**ARTICLE**

Haskell, multiple type classes for one argument
This is an example in Learn You A Haskell, chapter on higher order functions:
compareWithHundred :: (Num a, Ord a) => a -> Ordering
compareWithHundred x = compare 100 x
While the idea of the function is clear for me, I'm not sure why type signature is (Num a, Ord a). We only pass integer that is to be compared to the function, of type Int. What Ord
stands for here, and why is implicitly passed argument in type signature?
That's not the only possible signature for this signature. It happens to be the most general one. compareWithHundred :: Int -> Ordering
is actually a possible instantiation – the polymorphic a
argument can be instatiated with any orderable number type, which does sure enough include Int
, but also Integer
, Rational
, Double
...
Prelude> let compareWithHundred :: (Num a, Ord a) => a -> Ordering; compareWithHundred x = compare 100 x
Prelude> compareWithHundred (99 :: Int)

**DATASET EXTRACT**
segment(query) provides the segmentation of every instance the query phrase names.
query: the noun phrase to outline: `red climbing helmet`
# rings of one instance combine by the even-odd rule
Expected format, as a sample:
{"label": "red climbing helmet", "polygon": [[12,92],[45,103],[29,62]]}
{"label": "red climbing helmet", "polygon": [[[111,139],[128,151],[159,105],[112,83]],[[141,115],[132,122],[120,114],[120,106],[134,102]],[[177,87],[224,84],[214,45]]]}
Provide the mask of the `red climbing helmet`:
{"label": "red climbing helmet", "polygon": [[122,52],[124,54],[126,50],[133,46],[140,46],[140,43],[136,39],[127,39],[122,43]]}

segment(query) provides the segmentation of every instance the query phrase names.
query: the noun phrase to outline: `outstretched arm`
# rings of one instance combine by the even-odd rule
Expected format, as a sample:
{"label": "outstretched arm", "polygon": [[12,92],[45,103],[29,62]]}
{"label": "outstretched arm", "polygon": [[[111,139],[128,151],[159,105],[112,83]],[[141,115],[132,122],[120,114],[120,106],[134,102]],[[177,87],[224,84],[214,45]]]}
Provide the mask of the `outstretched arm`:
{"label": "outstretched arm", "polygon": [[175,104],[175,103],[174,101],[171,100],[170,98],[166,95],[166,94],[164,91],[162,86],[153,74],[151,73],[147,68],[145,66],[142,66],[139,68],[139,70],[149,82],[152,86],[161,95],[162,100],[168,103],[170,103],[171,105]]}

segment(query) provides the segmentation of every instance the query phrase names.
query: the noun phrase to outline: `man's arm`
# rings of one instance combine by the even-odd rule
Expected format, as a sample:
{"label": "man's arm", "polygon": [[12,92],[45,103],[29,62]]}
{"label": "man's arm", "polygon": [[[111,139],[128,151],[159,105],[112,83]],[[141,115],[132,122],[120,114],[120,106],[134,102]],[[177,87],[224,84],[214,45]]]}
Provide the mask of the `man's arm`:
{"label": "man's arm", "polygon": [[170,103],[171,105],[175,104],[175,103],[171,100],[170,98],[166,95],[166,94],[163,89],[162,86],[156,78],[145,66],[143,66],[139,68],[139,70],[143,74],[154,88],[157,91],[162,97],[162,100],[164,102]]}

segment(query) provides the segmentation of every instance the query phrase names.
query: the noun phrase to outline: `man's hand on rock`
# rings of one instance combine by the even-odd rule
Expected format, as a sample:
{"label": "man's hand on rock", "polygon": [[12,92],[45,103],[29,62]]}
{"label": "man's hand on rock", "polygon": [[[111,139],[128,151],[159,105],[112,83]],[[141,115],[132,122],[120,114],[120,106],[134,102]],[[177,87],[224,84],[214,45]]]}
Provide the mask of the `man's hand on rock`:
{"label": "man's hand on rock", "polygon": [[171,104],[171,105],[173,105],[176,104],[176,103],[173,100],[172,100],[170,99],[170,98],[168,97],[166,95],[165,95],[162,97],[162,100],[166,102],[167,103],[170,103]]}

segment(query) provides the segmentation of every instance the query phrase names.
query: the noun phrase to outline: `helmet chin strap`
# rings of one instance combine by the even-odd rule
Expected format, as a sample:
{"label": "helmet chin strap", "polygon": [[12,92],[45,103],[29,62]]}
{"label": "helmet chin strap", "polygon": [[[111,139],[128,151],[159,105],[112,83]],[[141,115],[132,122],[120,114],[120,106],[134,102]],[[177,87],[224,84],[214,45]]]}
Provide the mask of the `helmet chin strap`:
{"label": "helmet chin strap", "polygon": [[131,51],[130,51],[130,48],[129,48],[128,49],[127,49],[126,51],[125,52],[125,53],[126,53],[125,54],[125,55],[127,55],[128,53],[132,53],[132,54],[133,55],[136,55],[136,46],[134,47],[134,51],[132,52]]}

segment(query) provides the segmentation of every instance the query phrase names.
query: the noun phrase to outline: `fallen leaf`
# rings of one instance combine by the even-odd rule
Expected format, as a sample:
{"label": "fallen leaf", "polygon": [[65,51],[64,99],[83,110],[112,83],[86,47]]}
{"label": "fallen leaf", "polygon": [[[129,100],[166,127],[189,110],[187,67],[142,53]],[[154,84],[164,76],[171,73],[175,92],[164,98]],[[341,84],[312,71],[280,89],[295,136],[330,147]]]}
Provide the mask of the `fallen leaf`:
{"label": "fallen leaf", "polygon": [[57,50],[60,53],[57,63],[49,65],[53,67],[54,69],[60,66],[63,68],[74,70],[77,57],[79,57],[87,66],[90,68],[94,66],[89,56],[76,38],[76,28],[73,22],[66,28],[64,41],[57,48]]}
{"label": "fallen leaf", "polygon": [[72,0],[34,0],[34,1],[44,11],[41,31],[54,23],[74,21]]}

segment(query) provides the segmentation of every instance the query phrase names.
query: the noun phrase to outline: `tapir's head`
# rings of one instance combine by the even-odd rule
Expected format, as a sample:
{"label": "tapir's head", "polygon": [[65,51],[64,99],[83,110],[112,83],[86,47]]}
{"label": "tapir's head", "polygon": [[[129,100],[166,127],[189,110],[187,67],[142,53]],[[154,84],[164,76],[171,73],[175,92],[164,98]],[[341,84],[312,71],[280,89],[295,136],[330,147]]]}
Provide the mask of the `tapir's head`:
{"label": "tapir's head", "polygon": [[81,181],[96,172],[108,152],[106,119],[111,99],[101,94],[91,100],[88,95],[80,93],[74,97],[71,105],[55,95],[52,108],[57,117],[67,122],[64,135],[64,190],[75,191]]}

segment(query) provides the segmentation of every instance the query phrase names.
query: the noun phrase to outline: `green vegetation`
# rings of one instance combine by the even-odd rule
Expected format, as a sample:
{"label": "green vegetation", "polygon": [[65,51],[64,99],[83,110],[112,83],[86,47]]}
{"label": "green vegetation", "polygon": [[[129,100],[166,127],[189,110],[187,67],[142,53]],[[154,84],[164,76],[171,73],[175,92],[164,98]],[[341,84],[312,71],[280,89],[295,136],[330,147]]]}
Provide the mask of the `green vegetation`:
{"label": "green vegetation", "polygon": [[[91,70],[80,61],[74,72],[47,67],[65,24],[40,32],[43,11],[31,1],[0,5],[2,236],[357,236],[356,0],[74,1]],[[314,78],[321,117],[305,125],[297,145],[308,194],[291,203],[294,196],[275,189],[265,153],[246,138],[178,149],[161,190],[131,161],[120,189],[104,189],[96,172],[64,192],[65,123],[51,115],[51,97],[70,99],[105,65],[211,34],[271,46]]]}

**WHAT TO PRODUCE**
Reproduce verbatim the part of the Haskell thread starting with "Haskell, multiple type" and going on through "in type signature?". The listing is unrelated to the Haskell thread.

**ANSWER TO THIS PROBLEM**
Haskell, multiple type classes for one argument
This is an example in Learn You A Haskell, chapter on higher order functions:
compareWithHundred :: (Num a, Ord a) => a -> Ordering
compareWithHundred x = compare 100 x
While the idea of the function is clear for me, I'm not sure why type signature is (Num a, Ord a). We only pass integer that is to be compared to the function, of type Int. What Ord
stands for here, and why is implicitly passed argument in type signature?